*** Block opens ***
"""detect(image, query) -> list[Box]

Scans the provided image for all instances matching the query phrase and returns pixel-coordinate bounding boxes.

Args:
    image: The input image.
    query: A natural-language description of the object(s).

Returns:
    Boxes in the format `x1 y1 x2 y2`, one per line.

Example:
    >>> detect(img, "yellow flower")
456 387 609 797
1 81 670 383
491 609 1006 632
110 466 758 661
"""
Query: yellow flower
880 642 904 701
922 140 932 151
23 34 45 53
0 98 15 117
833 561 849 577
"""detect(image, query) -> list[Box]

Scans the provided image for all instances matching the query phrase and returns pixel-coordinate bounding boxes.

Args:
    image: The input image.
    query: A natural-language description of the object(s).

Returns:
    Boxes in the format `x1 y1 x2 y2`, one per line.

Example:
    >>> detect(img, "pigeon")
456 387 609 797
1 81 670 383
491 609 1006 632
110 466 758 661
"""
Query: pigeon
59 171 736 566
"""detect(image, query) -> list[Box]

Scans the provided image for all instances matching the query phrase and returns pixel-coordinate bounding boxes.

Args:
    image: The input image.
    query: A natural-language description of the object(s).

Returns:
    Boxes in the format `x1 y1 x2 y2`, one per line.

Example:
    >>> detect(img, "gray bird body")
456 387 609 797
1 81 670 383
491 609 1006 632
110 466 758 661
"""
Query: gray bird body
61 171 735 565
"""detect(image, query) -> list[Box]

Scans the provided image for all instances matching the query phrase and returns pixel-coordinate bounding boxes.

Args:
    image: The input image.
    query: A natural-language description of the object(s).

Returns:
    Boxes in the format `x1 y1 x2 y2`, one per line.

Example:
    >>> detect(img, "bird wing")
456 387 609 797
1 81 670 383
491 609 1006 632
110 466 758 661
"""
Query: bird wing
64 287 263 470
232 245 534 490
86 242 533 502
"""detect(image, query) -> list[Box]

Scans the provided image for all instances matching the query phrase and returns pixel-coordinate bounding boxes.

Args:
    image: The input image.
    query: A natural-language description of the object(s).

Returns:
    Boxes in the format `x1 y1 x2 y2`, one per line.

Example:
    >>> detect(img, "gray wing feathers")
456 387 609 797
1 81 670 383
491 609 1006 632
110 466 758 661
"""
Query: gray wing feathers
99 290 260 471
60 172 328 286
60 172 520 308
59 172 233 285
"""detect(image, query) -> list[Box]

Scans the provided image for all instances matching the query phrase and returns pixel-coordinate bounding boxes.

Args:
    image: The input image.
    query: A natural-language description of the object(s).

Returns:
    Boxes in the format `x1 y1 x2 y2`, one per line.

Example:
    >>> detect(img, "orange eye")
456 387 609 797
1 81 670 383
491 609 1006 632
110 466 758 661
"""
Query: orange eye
*** Block closes ***
** Your assignment **
Whatever appears in the listing should be copied exactly and completely.

** Solution to this task **
"""detect(image, query) -> list[Box]

Scans the provided image for all instances matching the query phrase and returns pixel-coordinate bounding boxes.

Args:
    image: The input image.
    query: A natural-language description of the object(s).

Returns:
    Boxes in the format `x1 y1 x2 y2`, one per line.

Example:
    >>> detect(img, "yellow flower")
456 387 609 797
1 81 670 383
491 609 1006 632
110 466 758 661
"""
Query: yellow flower
880 642 904 701
922 140 932 151
23 34 45 53
0 98 15 117
833 561 849 577
"""detect(image, query) -> list[Box]

Scans the provided image for all instances matching the query phrase and returns pixel-coordinate bounding boxes.

Args:
    image: The input image.
    query: A natural-language description of the object(s).

Returns:
    Boxes in the format `x1 y1 x2 y2`, one per line.

Example:
    >>> detect(img, "pigeon")
456 387 609 797
1 81 670 383
491 609 1006 632
110 466 758 661
"""
Query: pigeon
59 171 736 566
"""detect(image, query) -> list[Box]

Scans the provided image for all instances matching the query phrase and returns pixel-coordinate bounding boxes.

Args:
    image: The input image.
    query: A natural-language description of the object(s).

Returns:
    Boxes in the format `x1 y1 x2 y2`, one per line.

Example:
    >>> detect(img, "gray bird body")
456 387 609 797
1 81 670 383
491 609 1006 632
110 466 758 661
"""
Query: gray bird body
61 171 735 565
"""detect(image, query) -> list[Box]

Scans the provided image for all instances matching the query phrase and returns pixel-coordinate bounding boxes.

Args:
    image: The input image.
    query: A natural-language description of the object(s).

Returns:
    Boxes in the format `x1 y1 x2 y2`, one per line.

Example:
    >>> detect(img, "bird wing")
456 387 609 797
1 81 670 383
491 609 1006 632
110 466 758 661
"""
Query: bird wing
64 287 263 470
232 245 534 490
86 242 533 502
"""detect(image, query) -> list[Box]

Scans the provided image for all instances matching the query phrase and returns pixel-coordinate bounding boxes.

Args:
    image: The input image.
    query: A natural-language description of the object(s).

Returns:
    Boxes in the format `x1 y1 x2 y2`, one per line.

Example:
    >>> detect(img, "gray wing feathers")
456 387 609 797
1 81 670 383
491 609 1006 632
110 466 758 661
"""
Query: gray wing feathers
99 290 260 471
60 172 328 286
60 172 520 308
59 172 233 285
"""detect(image, query) -> list[Box]

Scans the provided image for all instances matching the query phrase and returns pixel-coordinate bounding boxes.

Args:
    image: The input image.
    query: A natural-language description of the object(s).

Returns:
    Boxes in the format `x1 y1 x2 y2`, one per line.

Example:
    >>> detect(img, "orange eye")
456 387 609 797
1 81 670 383
491 609 1006 632
110 466 758 661
"""
Query: orange eye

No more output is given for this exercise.